Supplied passage
───

A few weeks ago KIRO TV broke the story that King County is still paying $330,000 per month in taxpayer funds for the former Red Lion Hotel, which now sits empty with numerous broken windows and a fence around it. While it’s widely known that the hotel was bing operated as a homeless shelter and caught fire in December 2020, it’s less well known how hard Renton fire officials worked in the months before the fire to get correction of numerous safety violations in the building and warn the leadership of the Downtown Emergency Services Center (DESC-the non-profit that was operating the shelter) and King County of the high fire safety risks.
At a July 20, 2020 meeting, five month before the fire, Renton Fire Chief Rick Marshall, reported serious fire concerns to a meeting attended by leaders from DESC and King County, along with several state legislators. Written meeting minutes provide a shorthand summary of the fire chief’s report including: “let’s not confuse luck with fact.” He (Chief Marshall) pointed to anywhere from 230 to 300 people doubled up in rooms, …. pages and pages of fire infractions, chain-link fencing had been illegally put around the building at first (that ceased), locked exit door, piles of materials blocking exit corridors, tampering with alarm systems, water leaks, inoperable fire doors. He said trying to run this shelter out of the Red Lion is “putting a round peg in a square hole.”….I’m extremely frustrated. … I would say we have been getting lucky and I don’t want to keep betting on that.” He said he had dealt with 100+ calls the last four (4) months, has had to institute bi-weekly building inspections, and had to be at the Red Lion four separate times on one day.” The meeting minutes including the list of attendees are available here.
I was personally a member of both Renton City Council and the Renton Fire Authority Board at the time, and it felt to me like the response to these warnings was more focused on criticizing Renton leaders than on pro-actively eliminating safety risks.
Five months later one of the rooms of the hotel was set on fire, and dozens of firefighters responded from Renton and nearby departments to stop the blaze and help evacuate some residents on the upper floors who could not use stairs on their own. The fire, smoke, and water damage to some rooms on the upper floors of the building was significant.

───

Required actions
1. Write out the part of the Red Lion Hotel text from "A few weeks" to "fire safety risks.".
2. In the Red Lion Hotel text, why did firefighters have to help evacuate some of the residents on the upper floors? Answer in one to three sentences.
3. Carry on the Red Lion Hotel text from the point where it stops.

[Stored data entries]

───

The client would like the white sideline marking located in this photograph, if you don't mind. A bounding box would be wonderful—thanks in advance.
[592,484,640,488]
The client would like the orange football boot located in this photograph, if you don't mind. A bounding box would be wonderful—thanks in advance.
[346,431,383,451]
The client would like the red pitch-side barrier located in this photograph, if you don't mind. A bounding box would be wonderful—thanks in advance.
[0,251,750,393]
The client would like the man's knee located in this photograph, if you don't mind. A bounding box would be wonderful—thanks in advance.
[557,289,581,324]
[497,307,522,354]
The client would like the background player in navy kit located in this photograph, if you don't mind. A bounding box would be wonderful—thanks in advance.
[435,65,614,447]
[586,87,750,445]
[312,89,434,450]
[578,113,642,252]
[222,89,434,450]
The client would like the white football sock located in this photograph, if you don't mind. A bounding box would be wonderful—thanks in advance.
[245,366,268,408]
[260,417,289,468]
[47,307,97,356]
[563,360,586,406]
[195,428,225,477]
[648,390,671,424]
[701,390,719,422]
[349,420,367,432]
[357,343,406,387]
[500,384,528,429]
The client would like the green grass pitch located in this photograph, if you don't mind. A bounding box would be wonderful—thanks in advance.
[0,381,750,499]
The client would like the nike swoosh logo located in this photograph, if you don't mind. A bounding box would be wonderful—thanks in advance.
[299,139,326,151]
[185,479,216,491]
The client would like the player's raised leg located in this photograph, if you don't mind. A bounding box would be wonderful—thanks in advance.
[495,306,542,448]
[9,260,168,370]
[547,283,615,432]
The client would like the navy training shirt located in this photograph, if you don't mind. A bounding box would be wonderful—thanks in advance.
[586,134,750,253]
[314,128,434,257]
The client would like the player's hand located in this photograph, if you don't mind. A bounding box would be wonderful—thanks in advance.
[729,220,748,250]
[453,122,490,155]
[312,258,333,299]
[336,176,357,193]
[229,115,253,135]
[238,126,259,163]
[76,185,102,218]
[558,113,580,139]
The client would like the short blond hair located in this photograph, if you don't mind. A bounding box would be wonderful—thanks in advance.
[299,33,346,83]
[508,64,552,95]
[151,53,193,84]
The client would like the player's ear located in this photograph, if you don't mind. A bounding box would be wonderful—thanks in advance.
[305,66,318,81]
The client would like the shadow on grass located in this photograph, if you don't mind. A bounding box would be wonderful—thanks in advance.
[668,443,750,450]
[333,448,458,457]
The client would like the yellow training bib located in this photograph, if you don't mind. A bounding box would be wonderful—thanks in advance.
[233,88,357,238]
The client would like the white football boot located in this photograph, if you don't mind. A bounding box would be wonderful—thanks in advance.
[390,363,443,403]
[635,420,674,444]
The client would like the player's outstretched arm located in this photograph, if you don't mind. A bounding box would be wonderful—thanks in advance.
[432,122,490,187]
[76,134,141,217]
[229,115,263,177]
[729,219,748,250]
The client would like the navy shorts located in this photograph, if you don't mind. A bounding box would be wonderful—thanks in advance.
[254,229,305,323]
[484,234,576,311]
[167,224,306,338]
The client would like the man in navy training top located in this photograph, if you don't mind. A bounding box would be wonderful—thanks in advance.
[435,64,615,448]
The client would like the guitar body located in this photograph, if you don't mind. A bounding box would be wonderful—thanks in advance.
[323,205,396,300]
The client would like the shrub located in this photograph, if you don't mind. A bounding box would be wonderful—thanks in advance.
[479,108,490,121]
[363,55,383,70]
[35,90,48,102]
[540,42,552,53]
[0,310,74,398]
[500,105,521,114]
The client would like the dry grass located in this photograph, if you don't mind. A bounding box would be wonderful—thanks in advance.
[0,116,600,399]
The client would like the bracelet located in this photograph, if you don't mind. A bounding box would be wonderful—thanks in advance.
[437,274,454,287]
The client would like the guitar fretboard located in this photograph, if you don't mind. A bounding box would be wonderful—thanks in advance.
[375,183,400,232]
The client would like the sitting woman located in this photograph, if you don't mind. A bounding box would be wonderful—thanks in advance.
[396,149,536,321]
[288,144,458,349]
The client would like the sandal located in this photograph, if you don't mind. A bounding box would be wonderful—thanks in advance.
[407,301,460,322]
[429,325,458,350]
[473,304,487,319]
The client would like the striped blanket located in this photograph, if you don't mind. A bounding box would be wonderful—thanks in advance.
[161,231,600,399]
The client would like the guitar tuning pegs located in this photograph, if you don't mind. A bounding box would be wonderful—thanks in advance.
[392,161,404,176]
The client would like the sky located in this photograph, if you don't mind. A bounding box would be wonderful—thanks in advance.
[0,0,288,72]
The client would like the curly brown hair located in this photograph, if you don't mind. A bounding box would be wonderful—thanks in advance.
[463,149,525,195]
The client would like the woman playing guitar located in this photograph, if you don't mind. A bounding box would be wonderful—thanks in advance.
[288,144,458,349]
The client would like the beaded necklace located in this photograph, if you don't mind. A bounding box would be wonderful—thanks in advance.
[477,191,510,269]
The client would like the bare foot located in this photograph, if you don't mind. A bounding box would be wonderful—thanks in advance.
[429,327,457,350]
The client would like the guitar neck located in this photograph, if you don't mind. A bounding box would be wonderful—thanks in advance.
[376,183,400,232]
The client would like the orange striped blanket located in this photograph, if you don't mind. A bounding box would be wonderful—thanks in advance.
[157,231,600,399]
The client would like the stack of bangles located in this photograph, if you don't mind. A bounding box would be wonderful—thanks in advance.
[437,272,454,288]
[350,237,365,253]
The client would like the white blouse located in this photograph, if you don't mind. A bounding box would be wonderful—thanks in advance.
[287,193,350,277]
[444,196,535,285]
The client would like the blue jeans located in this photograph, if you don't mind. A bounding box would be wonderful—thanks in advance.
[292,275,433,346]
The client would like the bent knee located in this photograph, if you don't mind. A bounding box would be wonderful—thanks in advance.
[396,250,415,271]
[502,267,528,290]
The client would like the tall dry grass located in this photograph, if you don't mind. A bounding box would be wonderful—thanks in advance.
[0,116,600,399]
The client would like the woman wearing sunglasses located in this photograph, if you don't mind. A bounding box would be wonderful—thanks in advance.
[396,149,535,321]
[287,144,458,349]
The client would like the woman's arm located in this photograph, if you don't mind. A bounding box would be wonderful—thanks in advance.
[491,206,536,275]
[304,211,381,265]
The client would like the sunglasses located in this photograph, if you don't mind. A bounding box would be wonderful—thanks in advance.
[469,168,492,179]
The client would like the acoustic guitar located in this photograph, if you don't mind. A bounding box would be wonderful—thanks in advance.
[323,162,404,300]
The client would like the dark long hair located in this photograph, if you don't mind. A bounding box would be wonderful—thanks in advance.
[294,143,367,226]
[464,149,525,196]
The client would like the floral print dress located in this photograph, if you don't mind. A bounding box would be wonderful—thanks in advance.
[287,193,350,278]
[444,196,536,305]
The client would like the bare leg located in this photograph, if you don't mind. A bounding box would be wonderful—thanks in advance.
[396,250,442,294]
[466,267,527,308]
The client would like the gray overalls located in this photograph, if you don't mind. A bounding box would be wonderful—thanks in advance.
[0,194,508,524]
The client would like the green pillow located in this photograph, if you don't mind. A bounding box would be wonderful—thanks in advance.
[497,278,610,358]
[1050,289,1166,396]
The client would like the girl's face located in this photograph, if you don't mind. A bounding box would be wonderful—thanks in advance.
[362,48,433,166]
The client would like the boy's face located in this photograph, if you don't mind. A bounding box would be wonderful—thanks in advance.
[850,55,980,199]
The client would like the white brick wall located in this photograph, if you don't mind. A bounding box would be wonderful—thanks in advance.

───

Results
1.
A few weeks ago KIRO TV broke the story that King County is still paying $330,000 per month in taxpayer funds for the former Red Lion Hotel, which now sits empty with numerous broken windows and a fence around it. While it’s widely known that the hotel was bing operated as a homeless shelter and caught fire in December 2020, it’s less well known how hard Renton fire officials worked in the months before the fire to get correction of numerous safety violations in the building and warn the leadership of the Downtown Emergency Services Center (DESC-the non-profit that was operating the shelter) and King County of the high fire safety risks.

2. Firefighters helped evacuate some upper-floor residents because those residents could not use the stairs on their own.

3.
There is enormous public interest in what is next for this location. The damaged building stands at the southwestern gateway to our city. Before the pandemic it provided important lodging for visiting guests and an excellent venue to host events and conventions, while it also served as a vital economic anchor to our Renton Village business district. I’ve never had access to assess the damage first-hand so I can only estimate damage based on photos and second-hand reports. But with the fire and repeated flooding that occured in this building, along with continuous drug use and the other contamination, many parts of it would have to be torn down to the framing to get it clean enough to attract hotel guests again. Such a remodel could be considered a “substantial Improvement” affecting more than 50% of the building’s value, which would typically mean the entire building would have to be stepped up to all of the latest codes, including latest earthquake standards. This could make renovation financially infeasible, and result in the building needing to come down. Along with our fire officials, Mayor Pavone and several of us on Council tried repeatedly to warn King County that they were incurring a huge cost and putting the occupants, city and county at great risk when they went down this path. Now the County is paying four million dollars a year for an empty building, and they have effectively ruined a property that was assessed at 24 million dollars at the start of the pandemic. Renton Housing Authority potentially could have built beautiful permanent, enduring apartments for sixty to seventy families with all the money that the County poured into 24 months of temporary shelter in our once-beautiful Red Lion Hotel and Conference Center.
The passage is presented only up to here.